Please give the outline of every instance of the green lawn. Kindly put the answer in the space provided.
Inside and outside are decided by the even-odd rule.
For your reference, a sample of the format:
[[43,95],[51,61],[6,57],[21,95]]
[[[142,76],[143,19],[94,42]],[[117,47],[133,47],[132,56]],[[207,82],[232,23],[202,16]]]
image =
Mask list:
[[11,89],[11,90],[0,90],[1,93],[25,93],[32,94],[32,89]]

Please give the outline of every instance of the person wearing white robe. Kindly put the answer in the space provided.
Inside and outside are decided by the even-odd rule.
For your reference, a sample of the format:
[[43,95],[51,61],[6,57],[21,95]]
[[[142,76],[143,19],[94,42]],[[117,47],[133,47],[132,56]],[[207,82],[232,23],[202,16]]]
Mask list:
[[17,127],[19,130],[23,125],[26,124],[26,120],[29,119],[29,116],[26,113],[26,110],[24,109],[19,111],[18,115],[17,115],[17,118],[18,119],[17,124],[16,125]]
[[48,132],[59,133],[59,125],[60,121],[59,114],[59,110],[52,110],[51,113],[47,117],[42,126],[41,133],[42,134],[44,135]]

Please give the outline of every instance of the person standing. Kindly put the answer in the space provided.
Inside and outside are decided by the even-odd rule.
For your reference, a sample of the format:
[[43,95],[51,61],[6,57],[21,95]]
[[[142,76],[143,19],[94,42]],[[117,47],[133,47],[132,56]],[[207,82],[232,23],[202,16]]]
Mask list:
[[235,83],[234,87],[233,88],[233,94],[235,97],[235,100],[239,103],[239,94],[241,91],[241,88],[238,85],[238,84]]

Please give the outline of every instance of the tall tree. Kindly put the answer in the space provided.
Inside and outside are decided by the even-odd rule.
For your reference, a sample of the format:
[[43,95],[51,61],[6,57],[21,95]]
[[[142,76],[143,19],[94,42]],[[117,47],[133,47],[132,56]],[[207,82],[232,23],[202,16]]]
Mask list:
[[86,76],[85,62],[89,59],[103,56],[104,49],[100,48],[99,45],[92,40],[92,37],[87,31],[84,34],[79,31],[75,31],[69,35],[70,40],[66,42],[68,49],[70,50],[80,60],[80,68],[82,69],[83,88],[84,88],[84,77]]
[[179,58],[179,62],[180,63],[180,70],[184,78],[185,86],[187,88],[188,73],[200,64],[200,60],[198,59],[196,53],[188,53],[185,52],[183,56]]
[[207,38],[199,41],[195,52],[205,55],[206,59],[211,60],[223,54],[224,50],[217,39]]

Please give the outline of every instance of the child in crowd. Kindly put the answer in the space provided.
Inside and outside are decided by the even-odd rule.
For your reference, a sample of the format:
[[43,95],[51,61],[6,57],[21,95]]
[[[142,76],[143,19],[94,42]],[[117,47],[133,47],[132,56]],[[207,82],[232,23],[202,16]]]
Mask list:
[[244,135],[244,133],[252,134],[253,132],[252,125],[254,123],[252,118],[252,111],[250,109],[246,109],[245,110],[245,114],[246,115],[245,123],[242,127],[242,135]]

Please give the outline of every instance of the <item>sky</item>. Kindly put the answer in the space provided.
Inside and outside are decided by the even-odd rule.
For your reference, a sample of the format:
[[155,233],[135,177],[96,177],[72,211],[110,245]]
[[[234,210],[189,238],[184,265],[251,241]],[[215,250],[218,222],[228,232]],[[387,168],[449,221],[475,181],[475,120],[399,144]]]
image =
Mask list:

------

**Stated goal**: Extract every line of the material above and reproduce it verbatim, with nothing altered or left out.

**Answer for this exercise**:
Please give the outline of every instance of the green lawn. Kindly put the answer in the space provided.
Inside and outside are decided by the even-odd rule.
For your reference, a sample of the format:
[[43,95],[51,61],[6,57],[21,95]]
[[[142,76],[143,19],[94,42]],[[117,47],[133,47],[132,56]],[[207,82],[232,23],[202,16]]]
image =
Mask list:
[[11,89],[11,90],[0,90],[1,93],[25,93],[32,94],[32,89]]

Please give the outline of every instance of the person wearing white robe. Kindly put the answer in the space provided.
Inside and outside are decided by the even-odd rule.
For your reference, a sample of the format:
[[43,95],[51,61],[6,57],[21,95]]
[[[142,76],[143,19],[94,42]],[[117,47],[133,47],[132,56]],[[207,82],[232,23],[202,16]]]
Mask list:
[[17,127],[19,130],[23,125],[26,124],[26,120],[29,119],[29,116],[26,113],[26,110],[24,109],[19,111],[18,115],[17,115],[17,118],[18,119],[17,124],[16,125]]
[[48,132],[59,133],[59,125],[60,121],[59,114],[59,110],[52,110],[51,113],[47,117],[42,126],[41,133],[42,134],[44,135]]

Please give the outline of every instance of the person standing. Kindly put the answer in the space provided.
Inside and outside are decided by the even-odd rule.
For your reference, a sample of the format:
[[43,95],[51,61],[6,57],[21,95]]
[[[142,76],[143,19],[94,42]],[[117,47],[133,47],[132,56]],[[207,82],[232,23],[202,16]]]
Mask list:
[[235,83],[234,87],[233,88],[233,94],[235,97],[235,100],[239,103],[239,94],[241,91],[241,88],[238,85],[238,84]]

Please give the outline of every instance of the tall tree. Kindly put the answer in the space provided.
Inside and outside are decided by the even-odd rule.
For your reference, a sample of the format:
[[43,95],[51,61],[6,57],[21,95]]
[[[142,76],[143,19],[94,42]],[[117,47],[133,47],[132,56]],[[207,82],[232,23],[202,16]]]
Mask list:
[[86,76],[85,62],[89,59],[103,56],[104,49],[100,48],[99,45],[92,40],[92,37],[87,31],[84,34],[79,31],[75,31],[69,35],[70,40],[66,42],[68,49],[70,50],[80,60],[80,68],[82,69],[83,88],[84,88],[84,77]]
[[179,58],[179,62],[180,63],[180,70],[184,78],[185,86],[187,88],[188,73],[200,64],[200,60],[198,59],[196,53],[188,53],[185,52],[183,56]]
[[207,38],[199,41],[195,52],[205,55],[206,59],[211,60],[223,54],[224,50],[217,39]]

Please give the outline of every instance of the child in crowd. Kindly put the answer in the space provided.
Inside and outside are decided by the even-odd rule.
For your reference, a sample of the format:
[[43,95],[51,61],[6,57],[21,95]]
[[[142,76],[143,19],[94,42]],[[117,47],[133,47],[132,56]],[[207,82],[232,23],[202,16]]]
Mask list:
[[244,135],[244,133],[252,134],[253,132],[252,125],[254,123],[252,118],[252,111],[250,109],[246,109],[245,110],[245,114],[246,115],[245,123],[242,127],[242,135]]

Please give the outline of every instance of the <item>sky</item>. Kindly put the answer in the space provided.
Inside and outside are decided by the even-odd rule.
For your reference, a sample of the format:
[[155,233],[135,177],[96,177],[72,211],[110,245]]
[[[234,210],[189,238],[184,265],[251,241]],[[215,250],[218,222],[228,232]],[[387,168],[449,221],[475,181],[475,120],[399,144]]]
image =
Mask list:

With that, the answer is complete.